Given text ->
☆ ☆ ☆ ☆

Chancellor Rachel Reeves unveiled a rescue package for Stoke-on-Trent's battered potteries, yet structural questions over industrial gas pricing are unresolved and the money arrives too late for Denby.

Renee Marchetti
Renee MarchettiBusiness & Markets Reporter
interior of a working Stoke-on-Trent pottery kiln room, rows of unfired clay tableware on metal racks, a single worker in apron inspecting a piece in the foreground. LIGHT: warm tu

The UK government on 21 May 2026 committed £120 million to support the country's beleaguered ceramics industry, the most substantial sector-specific intervention since gas prices spiked after Russia's 2022 invasion of Ukraine. The funding is split evenly between £60 million in capital grants for energy efficiency and decarbonisation equipment and £60 million to ease operational costs, according to the BBC. Eligible manufacturers across refractory products, clay building materials, household ceramics and technical ceramics will be able to apply when the scheme opens later this summer.

☆ ☆ ☆ ☆

Request 1 -> Write out the rows word for word, from the line with "In this picture, where can the fallen" through the end of the rows.
The rows have no connection to the article on ceramics funding.

Rows from a point labeling set
☆ ☆ ☆ ☆

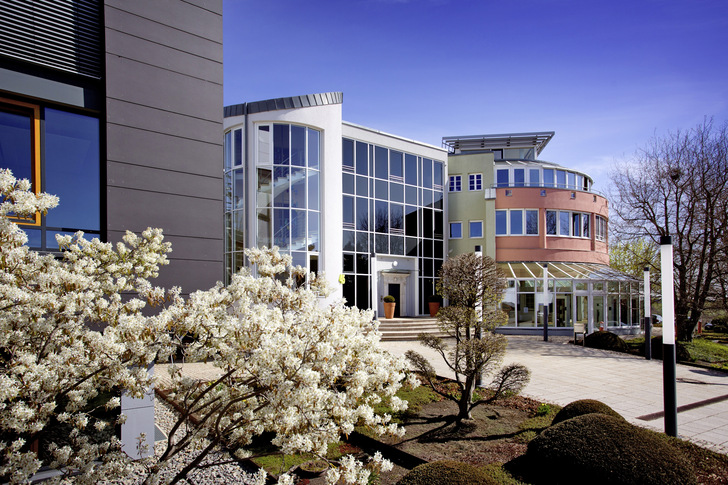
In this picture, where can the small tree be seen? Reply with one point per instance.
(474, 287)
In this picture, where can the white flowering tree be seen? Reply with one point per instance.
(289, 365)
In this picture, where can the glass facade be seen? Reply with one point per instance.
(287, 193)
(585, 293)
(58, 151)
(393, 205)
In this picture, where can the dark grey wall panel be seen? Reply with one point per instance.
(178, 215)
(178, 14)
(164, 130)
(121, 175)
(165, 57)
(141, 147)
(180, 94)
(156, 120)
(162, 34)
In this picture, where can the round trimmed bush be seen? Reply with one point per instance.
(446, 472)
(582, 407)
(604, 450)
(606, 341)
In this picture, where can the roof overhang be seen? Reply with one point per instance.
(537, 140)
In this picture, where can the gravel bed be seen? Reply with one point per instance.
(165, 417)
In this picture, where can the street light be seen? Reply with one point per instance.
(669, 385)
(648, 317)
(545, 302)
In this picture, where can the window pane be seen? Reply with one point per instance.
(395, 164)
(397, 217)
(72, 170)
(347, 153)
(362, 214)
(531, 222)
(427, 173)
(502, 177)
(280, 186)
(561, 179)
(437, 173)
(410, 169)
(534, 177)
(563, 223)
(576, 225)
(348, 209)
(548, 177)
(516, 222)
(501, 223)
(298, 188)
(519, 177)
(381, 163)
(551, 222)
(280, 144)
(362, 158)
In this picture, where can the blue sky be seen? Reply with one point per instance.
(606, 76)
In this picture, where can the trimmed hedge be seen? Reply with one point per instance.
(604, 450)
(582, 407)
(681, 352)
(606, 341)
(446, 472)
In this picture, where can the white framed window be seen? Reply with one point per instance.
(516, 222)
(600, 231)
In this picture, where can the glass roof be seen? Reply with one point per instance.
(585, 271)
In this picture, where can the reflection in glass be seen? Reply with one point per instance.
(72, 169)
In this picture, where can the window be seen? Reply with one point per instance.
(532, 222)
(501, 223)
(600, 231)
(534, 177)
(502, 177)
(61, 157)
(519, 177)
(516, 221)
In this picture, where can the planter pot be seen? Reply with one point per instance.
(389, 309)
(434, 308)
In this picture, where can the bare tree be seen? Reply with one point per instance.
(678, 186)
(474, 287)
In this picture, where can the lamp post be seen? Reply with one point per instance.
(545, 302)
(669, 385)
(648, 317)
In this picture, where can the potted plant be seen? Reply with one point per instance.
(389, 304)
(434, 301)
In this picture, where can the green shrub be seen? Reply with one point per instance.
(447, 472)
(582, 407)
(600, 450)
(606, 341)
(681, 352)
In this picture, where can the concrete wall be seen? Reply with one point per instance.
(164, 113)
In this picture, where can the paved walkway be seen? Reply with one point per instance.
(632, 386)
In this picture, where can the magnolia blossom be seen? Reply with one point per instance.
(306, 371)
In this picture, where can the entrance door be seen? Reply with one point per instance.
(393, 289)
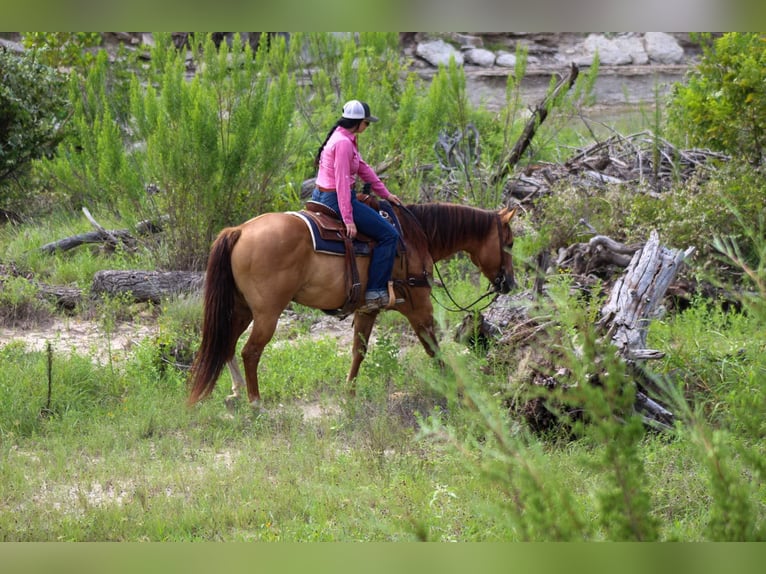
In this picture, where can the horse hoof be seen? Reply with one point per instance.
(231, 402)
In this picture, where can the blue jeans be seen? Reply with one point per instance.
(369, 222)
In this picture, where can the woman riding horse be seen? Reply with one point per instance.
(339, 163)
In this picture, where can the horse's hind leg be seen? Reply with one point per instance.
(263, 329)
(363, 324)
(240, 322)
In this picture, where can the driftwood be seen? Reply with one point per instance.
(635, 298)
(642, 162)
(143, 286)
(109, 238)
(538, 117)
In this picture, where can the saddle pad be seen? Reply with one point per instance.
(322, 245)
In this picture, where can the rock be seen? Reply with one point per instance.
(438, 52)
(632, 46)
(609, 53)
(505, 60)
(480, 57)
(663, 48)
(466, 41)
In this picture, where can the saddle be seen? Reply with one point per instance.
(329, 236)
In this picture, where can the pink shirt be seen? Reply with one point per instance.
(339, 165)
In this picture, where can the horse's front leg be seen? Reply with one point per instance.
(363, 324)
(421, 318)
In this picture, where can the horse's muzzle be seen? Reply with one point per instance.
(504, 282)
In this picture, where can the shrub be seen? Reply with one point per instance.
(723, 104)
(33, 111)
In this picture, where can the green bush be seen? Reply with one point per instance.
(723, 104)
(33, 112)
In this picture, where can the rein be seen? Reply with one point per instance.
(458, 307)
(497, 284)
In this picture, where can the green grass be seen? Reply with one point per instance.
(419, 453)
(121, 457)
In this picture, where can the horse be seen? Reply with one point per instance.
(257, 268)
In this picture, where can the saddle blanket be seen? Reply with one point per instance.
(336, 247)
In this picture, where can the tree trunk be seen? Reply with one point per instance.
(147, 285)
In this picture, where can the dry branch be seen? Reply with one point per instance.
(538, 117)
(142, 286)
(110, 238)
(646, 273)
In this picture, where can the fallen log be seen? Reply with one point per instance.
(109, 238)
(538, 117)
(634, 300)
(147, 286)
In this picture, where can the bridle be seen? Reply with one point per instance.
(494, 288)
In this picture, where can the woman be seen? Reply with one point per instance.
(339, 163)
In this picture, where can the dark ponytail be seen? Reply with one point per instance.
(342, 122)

☆ ☆ ☆ ☆

Request 2 -> According to the article on ceramics funding, what is each half of the £120 million meant to do?

Written solution 1 ->
In this picture, where can the fallen log be seen? Reply with one point per instance.
(109, 238)
(538, 117)
(634, 300)
(147, 286)
In this picture, where can the bridle be seen? Reply with one point per instance.
(494, 288)
In this picture, where can the woman be seen? Reply with one point per instance.
(339, 163)
In this picture, where can the dark ponytail be seen? Reply with one point per instance.
(342, 122)

Written solution 2 -> One £60 million half goes to capital grants for energy efficiency and decarbonisation equipment. The other £60 million is meant to ease operational costs.